Identify every line in the material below that contains the word "leaf", and copy each of those lines in full.

◆ Data rows:
/---

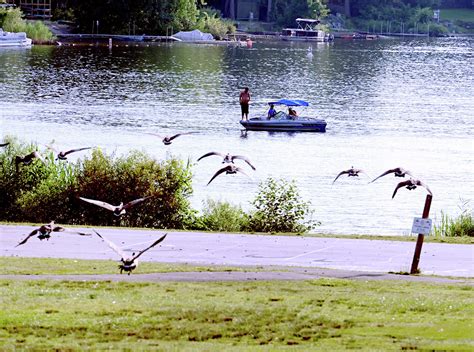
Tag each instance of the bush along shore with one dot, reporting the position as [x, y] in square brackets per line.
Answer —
[38, 186]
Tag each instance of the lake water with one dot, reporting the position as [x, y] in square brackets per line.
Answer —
[387, 103]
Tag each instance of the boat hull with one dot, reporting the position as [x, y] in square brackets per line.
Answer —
[284, 126]
[8, 39]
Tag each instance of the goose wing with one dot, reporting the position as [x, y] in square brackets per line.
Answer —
[400, 185]
[34, 232]
[385, 173]
[75, 150]
[224, 169]
[360, 171]
[419, 183]
[134, 202]
[153, 245]
[244, 158]
[52, 148]
[112, 245]
[211, 153]
[341, 173]
[35, 154]
[179, 134]
[241, 171]
[99, 203]
[155, 134]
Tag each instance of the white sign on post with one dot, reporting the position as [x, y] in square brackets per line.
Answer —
[422, 226]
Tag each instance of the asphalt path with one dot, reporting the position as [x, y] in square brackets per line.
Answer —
[347, 255]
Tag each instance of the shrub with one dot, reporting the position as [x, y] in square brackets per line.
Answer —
[463, 225]
[168, 183]
[41, 192]
[222, 216]
[11, 21]
[210, 21]
[278, 208]
[13, 183]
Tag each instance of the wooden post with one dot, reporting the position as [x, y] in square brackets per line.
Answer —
[419, 241]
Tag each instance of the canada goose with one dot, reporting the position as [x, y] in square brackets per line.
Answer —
[167, 139]
[411, 184]
[45, 232]
[27, 159]
[62, 155]
[118, 210]
[129, 263]
[229, 169]
[399, 172]
[227, 158]
[350, 172]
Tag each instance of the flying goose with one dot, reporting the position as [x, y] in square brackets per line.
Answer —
[350, 172]
[117, 209]
[27, 159]
[62, 154]
[167, 139]
[129, 263]
[45, 232]
[227, 158]
[411, 184]
[229, 169]
[399, 172]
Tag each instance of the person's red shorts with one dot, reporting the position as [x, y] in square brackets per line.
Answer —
[245, 108]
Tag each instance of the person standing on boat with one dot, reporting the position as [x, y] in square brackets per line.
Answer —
[292, 112]
[244, 100]
[271, 112]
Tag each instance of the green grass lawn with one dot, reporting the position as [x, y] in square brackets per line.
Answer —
[457, 14]
[324, 314]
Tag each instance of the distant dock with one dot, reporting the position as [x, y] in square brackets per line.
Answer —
[104, 38]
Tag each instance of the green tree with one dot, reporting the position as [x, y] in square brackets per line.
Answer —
[279, 208]
[285, 12]
[136, 16]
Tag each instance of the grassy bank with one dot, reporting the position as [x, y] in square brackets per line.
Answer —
[325, 314]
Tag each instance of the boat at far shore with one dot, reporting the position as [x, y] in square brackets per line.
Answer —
[284, 122]
[10, 39]
[307, 31]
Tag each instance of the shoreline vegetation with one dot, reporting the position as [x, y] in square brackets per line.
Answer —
[48, 189]
[370, 18]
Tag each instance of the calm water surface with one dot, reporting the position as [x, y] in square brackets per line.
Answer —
[387, 103]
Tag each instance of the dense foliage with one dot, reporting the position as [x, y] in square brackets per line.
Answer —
[222, 216]
[146, 17]
[11, 21]
[285, 12]
[279, 208]
[463, 225]
[210, 21]
[49, 190]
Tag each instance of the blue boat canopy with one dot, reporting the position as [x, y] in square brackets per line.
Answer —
[288, 102]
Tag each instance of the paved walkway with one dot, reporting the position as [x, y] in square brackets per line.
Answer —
[368, 256]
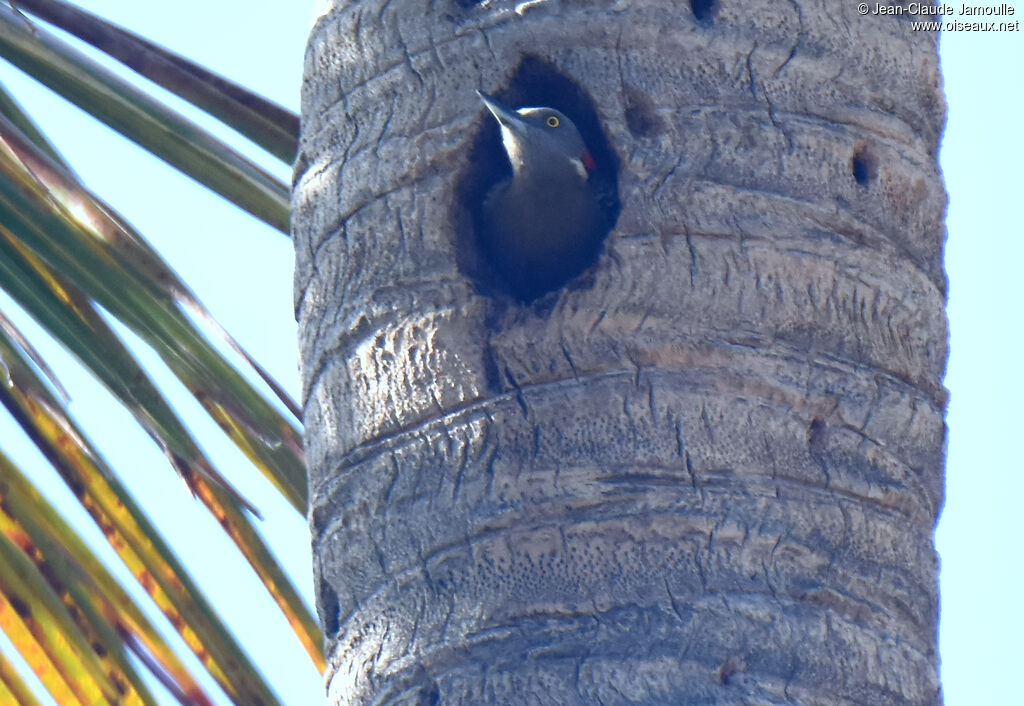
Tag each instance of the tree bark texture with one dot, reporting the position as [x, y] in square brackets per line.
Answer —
[709, 472]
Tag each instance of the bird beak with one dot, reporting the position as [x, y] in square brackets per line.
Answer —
[506, 116]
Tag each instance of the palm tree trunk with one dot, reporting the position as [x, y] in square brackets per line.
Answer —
[710, 471]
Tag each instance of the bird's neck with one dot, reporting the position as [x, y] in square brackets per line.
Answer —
[552, 175]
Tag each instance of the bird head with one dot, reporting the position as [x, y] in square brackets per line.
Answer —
[540, 140]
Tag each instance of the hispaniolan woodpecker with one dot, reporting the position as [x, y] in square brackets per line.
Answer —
[545, 224]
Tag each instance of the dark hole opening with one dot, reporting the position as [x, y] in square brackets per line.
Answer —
[535, 83]
[862, 166]
[702, 9]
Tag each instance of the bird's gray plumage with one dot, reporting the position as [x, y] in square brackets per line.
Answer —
[544, 224]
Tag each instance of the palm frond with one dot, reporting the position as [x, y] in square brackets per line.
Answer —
[70, 260]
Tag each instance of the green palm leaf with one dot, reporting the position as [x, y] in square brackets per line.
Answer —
[66, 256]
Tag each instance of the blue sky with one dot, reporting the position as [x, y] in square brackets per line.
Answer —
[260, 45]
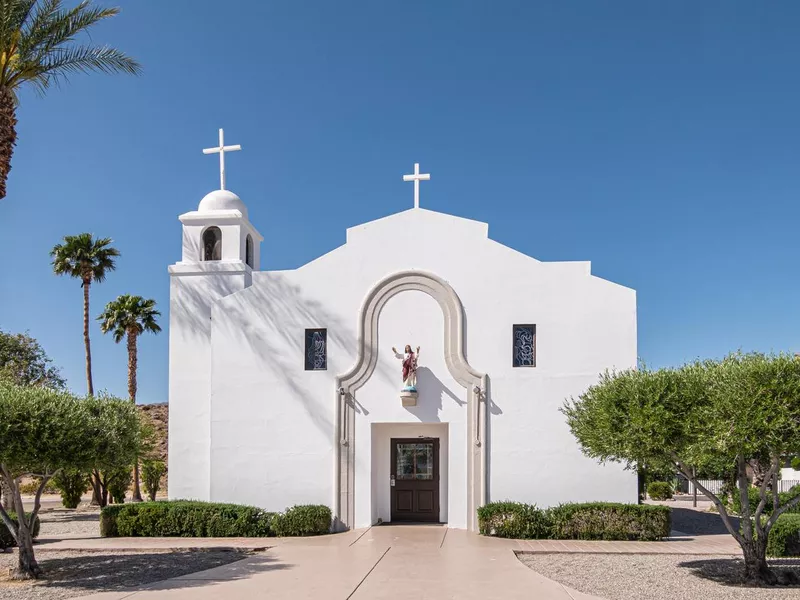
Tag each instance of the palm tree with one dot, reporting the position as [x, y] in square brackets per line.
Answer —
[130, 316]
[37, 47]
[87, 259]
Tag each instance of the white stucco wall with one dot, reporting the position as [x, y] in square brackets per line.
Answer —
[270, 422]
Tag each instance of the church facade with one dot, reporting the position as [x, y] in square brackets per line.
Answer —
[411, 380]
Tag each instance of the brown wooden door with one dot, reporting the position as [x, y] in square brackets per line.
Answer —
[415, 480]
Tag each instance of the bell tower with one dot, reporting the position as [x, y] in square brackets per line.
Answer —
[220, 251]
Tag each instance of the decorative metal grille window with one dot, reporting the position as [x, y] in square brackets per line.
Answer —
[524, 345]
[316, 349]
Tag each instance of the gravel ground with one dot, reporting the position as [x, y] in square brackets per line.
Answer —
[72, 523]
[695, 522]
[656, 576]
[70, 574]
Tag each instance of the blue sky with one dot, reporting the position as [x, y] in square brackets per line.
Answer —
[658, 140]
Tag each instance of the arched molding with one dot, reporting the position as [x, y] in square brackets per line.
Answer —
[348, 384]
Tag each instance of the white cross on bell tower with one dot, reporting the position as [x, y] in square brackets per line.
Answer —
[221, 150]
[416, 177]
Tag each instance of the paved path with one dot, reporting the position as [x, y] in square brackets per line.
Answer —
[381, 563]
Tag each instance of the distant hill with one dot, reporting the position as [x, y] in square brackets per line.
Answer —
[158, 415]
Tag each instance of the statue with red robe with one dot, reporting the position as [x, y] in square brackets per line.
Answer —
[409, 358]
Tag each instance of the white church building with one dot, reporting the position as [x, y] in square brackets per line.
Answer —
[287, 387]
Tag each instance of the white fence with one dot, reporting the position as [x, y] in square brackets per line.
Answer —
[712, 485]
[715, 485]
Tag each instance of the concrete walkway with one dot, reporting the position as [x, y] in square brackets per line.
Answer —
[388, 562]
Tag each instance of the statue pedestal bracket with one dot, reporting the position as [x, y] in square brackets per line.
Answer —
[409, 397]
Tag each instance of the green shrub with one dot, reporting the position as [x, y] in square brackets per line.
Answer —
[609, 521]
[7, 540]
[183, 518]
[31, 487]
[152, 472]
[659, 490]
[108, 520]
[784, 537]
[513, 520]
[72, 484]
[307, 519]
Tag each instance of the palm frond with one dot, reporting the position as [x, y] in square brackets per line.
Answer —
[129, 315]
[38, 43]
[58, 26]
[84, 257]
[61, 63]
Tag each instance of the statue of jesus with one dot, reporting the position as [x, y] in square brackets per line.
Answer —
[409, 358]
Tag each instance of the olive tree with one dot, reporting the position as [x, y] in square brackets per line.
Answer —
[731, 413]
[43, 431]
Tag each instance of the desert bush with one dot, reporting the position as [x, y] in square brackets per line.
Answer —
[152, 472]
[184, 518]
[72, 484]
[609, 521]
[513, 520]
[784, 537]
[7, 540]
[659, 490]
[306, 519]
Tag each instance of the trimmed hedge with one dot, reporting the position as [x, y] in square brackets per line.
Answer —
[610, 521]
[513, 520]
[784, 537]
[302, 520]
[586, 521]
[186, 518]
[7, 540]
[659, 490]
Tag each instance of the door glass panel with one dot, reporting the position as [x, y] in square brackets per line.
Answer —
[415, 461]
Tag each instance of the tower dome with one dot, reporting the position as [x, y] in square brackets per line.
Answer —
[222, 200]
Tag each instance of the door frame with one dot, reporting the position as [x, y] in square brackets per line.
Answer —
[436, 481]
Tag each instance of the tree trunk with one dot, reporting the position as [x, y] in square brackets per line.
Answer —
[5, 492]
[756, 569]
[86, 283]
[27, 567]
[8, 137]
[97, 498]
[137, 492]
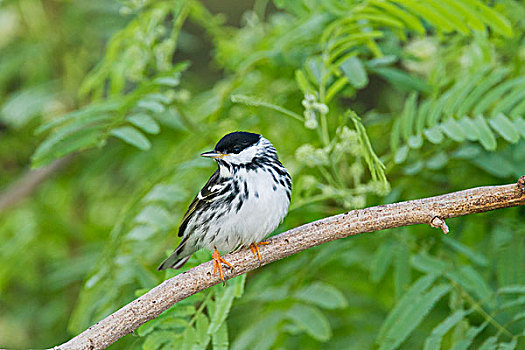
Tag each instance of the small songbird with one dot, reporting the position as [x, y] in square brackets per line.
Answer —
[244, 200]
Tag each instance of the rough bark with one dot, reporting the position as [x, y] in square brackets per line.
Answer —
[432, 211]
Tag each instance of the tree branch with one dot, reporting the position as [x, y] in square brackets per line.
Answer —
[432, 211]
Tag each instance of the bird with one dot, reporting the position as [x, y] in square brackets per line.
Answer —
[243, 202]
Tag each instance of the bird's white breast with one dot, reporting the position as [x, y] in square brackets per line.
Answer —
[260, 213]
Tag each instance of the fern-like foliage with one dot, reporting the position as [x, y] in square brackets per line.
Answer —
[478, 108]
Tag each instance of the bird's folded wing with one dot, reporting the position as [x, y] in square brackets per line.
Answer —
[207, 193]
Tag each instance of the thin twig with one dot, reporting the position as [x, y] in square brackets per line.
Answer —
[421, 211]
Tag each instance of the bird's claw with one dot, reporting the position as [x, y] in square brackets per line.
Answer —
[218, 260]
[255, 249]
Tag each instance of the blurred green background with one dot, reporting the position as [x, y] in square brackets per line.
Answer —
[105, 106]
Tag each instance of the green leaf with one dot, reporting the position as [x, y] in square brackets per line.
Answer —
[132, 136]
[425, 263]
[401, 154]
[398, 312]
[515, 289]
[302, 81]
[499, 23]
[497, 93]
[408, 116]
[476, 257]
[381, 261]
[157, 339]
[401, 269]
[253, 101]
[434, 134]
[433, 342]
[155, 216]
[354, 70]
[486, 137]
[471, 280]
[223, 306]
[504, 127]
[401, 80]
[219, 339]
[469, 129]
[471, 333]
[265, 324]
[437, 161]
[189, 338]
[151, 105]
[61, 143]
[453, 130]
[489, 344]
[411, 317]
[144, 122]
[508, 346]
[412, 22]
[485, 85]
[323, 295]
[311, 320]
[201, 332]
[519, 124]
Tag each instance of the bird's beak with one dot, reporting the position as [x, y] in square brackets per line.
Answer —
[213, 154]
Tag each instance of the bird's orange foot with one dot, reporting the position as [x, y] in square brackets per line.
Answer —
[218, 260]
[255, 249]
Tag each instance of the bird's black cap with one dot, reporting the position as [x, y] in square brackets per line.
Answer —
[235, 142]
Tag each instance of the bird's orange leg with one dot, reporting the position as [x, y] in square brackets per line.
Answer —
[218, 260]
[255, 249]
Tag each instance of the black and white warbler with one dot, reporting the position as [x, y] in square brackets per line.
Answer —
[242, 203]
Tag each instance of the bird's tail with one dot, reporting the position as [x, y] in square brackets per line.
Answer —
[174, 261]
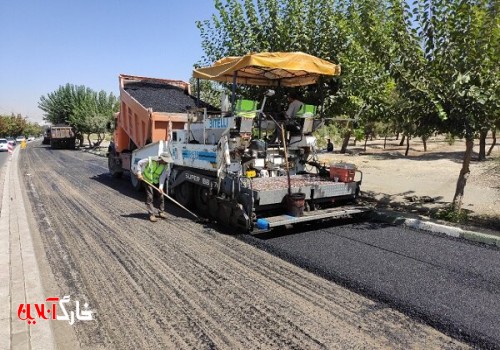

\---

◆ Result:
Tag each instance of the green palm leaf with one dot, reporting the position as [x, y] in square brackets per line.
Tag each instance of the green leaf with one dot, reporting the position as [x, y] in square brackets per line.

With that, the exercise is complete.